Records from a point-labeling set
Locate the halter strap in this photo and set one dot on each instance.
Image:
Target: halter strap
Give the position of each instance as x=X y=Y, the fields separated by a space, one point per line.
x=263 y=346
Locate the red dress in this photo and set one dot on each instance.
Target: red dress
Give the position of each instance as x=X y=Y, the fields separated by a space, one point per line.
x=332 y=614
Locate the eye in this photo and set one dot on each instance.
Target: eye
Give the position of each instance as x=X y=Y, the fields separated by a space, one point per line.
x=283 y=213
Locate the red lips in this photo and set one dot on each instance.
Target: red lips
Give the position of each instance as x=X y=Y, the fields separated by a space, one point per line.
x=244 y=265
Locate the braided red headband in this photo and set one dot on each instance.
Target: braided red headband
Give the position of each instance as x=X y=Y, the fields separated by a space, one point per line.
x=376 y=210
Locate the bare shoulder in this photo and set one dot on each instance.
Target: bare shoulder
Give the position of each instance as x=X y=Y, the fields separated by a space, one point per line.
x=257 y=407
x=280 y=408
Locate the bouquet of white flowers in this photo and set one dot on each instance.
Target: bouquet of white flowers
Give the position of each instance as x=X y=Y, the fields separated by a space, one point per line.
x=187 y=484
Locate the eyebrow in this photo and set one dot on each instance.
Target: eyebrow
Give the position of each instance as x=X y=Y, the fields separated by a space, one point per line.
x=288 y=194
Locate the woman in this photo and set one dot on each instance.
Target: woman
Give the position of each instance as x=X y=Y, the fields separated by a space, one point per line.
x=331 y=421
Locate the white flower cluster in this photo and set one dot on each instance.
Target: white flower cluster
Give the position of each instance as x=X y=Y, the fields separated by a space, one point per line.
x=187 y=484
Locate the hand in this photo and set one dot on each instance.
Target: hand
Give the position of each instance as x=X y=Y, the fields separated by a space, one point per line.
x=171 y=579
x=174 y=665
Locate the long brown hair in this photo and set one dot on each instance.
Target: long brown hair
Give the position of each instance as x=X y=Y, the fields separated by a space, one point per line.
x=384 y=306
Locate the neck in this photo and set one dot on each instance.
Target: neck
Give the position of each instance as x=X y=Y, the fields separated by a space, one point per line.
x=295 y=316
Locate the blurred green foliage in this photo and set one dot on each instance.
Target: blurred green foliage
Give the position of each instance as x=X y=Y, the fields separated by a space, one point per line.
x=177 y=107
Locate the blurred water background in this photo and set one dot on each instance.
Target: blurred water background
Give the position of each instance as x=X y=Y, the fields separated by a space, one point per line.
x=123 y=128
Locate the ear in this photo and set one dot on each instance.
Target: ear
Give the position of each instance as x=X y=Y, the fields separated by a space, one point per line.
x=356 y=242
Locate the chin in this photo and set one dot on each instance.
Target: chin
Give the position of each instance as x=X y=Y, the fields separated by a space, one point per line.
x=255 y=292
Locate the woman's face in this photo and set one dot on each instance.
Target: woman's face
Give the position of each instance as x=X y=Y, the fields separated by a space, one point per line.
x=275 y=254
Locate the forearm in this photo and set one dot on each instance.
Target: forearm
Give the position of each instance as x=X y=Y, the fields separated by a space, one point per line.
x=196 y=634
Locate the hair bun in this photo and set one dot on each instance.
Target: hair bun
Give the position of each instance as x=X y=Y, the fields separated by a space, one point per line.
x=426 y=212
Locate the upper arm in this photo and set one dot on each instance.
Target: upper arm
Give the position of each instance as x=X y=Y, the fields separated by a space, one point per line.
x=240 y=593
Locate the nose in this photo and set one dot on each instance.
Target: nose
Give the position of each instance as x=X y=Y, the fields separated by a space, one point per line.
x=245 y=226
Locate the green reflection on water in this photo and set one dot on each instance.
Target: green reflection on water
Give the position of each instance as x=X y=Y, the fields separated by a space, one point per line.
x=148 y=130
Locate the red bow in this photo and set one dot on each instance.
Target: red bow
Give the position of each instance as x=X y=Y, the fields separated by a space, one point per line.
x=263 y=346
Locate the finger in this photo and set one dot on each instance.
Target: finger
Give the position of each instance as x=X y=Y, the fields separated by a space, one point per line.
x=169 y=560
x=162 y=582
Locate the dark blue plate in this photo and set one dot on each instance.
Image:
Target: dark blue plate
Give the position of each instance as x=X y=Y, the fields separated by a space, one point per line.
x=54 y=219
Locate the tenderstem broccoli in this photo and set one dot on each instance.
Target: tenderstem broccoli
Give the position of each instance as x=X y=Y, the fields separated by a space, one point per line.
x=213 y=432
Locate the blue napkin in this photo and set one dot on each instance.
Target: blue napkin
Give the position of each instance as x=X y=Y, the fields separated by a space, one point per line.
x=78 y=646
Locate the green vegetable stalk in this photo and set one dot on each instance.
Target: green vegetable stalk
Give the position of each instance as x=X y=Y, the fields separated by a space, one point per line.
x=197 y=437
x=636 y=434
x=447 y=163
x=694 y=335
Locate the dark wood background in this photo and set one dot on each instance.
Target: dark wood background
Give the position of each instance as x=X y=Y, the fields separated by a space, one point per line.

What to do >>
Reproduce every line of the listing above without any changes.

Solution to the problem >>
Locate the halter strap in this photo and set one dot on each instance.
Image:
Target: halter strap
Give the position of each instance as x=X y=Y, the fields separated by a space, one point per line.
x=263 y=346
Locate the red dress in this photo and set one dot on each instance.
Target: red dress
Give the position of each instance as x=X y=Y, the fields separated by a space, one point per line.
x=332 y=614
Locate the eye in this photo and set one dot on each instance.
Target: eye
Give the position of each instance as x=X y=Y, the fields separated by a space, one point per line.
x=283 y=213
Locate the red lips in this photo and set one dot on each instance.
Target: red lips
Give the position of each instance as x=X y=Y, the fields separated by a space, one point per line.
x=244 y=265
Locate the braided red headband in this photo and set one dot on each instance.
Target: braided red headband
Give the position of each instance as x=X y=Y, the fields separated by a space, one point per line.
x=376 y=210
Locate the bare shoulder in this photo and set one dot on each instance.
Target: bare shoulder
Give the position of each instance as x=X y=Y, the fields separated by a space, one point per line.
x=257 y=407
x=280 y=408
Locate the bouquet of white flowers in this photo and set one dot on each instance.
Target: bouquet of white flowers
Give the position of each instance as x=X y=Y, the fields separated by a space, one point per line.
x=187 y=484
Locate the eyebrow in this photo and set one dot on each instance.
Target: eyebrow
Give the position of each instance as x=X y=Y, the fields separated by a space, one point per line.
x=288 y=194
Locate the woman in this photo and set one dot on each instance.
Target: woman
Give the position of each instance as x=X y=Y, the fields separated by a space, one point per line.
x=331 y=421
Locate the white flower cluster in this photo and set one dot on each instance.
Target: white flower cluster
Give the position of each instance as x=X y=Y, the fields separated by a space, one point per line.
x=187 y=484
Locate the hand in this photo and set one dot on each instance.
Target: hand
Give the position of each instance as x=X y=Y, the fields separated by a space, one point per line.
x=171 y=579
x=174 y=665
Locate the long brown hair in this photo and set one dot on each instance.
Target: long brown hair
Give the position of each instance as x=X y=Y, the fields separated by a space, one point per line.
x=384 y=306
Locate the neck in this photo and set one dot on each instance.
Target: neck
Give the position of each instance as x=X y=Y, the fields separated by a space, one point per line.
x=295 y=316
Locate the blurred green foliage in this photo and set one dot on each instance.
Target: blurred green foliage
Give the position of each instance as x=X y=Y, the fields separated by a space, one point per line.
x=177 y=107
Locate the blurred water background in this photo and set one dot on each instance.
Target: blurred water background
Give the position of each instance as x=X y=Y, the fields separated by a space, one point per line.
x=123 y=128
Locate the ear in this photo and set one dot on each instance.
Target: ear
Give the position of each instance as x=X y=Y, the fields separated by a space, one point per line.
x=356 y=242
Locate the chin in this photo and set one dot on each instance.
Target: chin
Give the position of each instance as x=X y=Y, the fields separated by a space, one point per line.
x=255 y=292
Locate the woman's face in this photo and set one dot on each instance.
Target: woman's face
Give the position of each instance as x=X y=Y, the fields separated by a space, one point per line.
x=275 y=254
Locate the forearm in this photo and set one dot on each instance.
Target: forearm
Give the position of each instance as x=X y=Y, the fields separated by a space, one point per line.
x=196 y=634
Locate the hair bun in this photo and set one dot on each instance.
Target: hair bun
Give the position of each instance as x=X y=Y, the fields separated by a space, one point per line.
x=426 y=212
Locate the upper arm in this photo and set one dot on each instance.
Target: upper arm
Give the position of each instance as x=X y=Y, the fields separated by a space, one point per line.
x=240 y=593
Locate the nose in this photo and set one dot on each instance.
Target: nose
Give the position of each instance as x=X y=Y, the fields separated by a space, one point per line.
x=245 y=226
Locate the green reflection on water in this photo and set one dot on each instance.
Target: green reflection on water
Give the position of each instance as x=X y=Y, the fields separated by a space, one point per line.
x=148 y=130
Locate the red bow in this photo and set one dot on each instance.
Target: red bow
Give the position of each instance as x=X y=Y, the fields separated by a space, one point per line.
x=263 y=346
Locate the finger in this photo and set one dot on each instance.
Target: finger
Give the position of each instance as x=X y=Y, the fields separated by a space, one point per line.
x=169 y=560
x=162 y=582
Locate the dark blue plate in this photo and set one dot on each instance.
Image:
Target: dark blue plate
Give the position of each instance as x=X y=Y, the fields separated by a space, one point per line.
x=54 y=219
Locate the tenderstem broccoli in this photo and set one dot on each instance.
Target: tenderstem broccoli
Give the position of each instance as x=X y=Y, the fields separated by a space, one point per line.
x=213 y=432
Locate the blue napkin in this photo and set one dot on each instance.
Target: blue napkin
Give the position of each instance as x=X y=Y, the fields separated by a space, one point per line.
x=78 y=646
Locate the green vegetable stalk in this photo and set one dot on each instance.
Target: green vegetable stalk
Give the position of each instance as x=X y=Y, the fields separated by a space, one point per line.
x=197 y=437
x=636 y=434
x=447 y=163
x=694 y=335
Locate the dark wood background in this photo and set one dot on each instance.
Target: dark wood background
Give the position of each instance as x=X y=Y, the fields separated by a space, one point per line.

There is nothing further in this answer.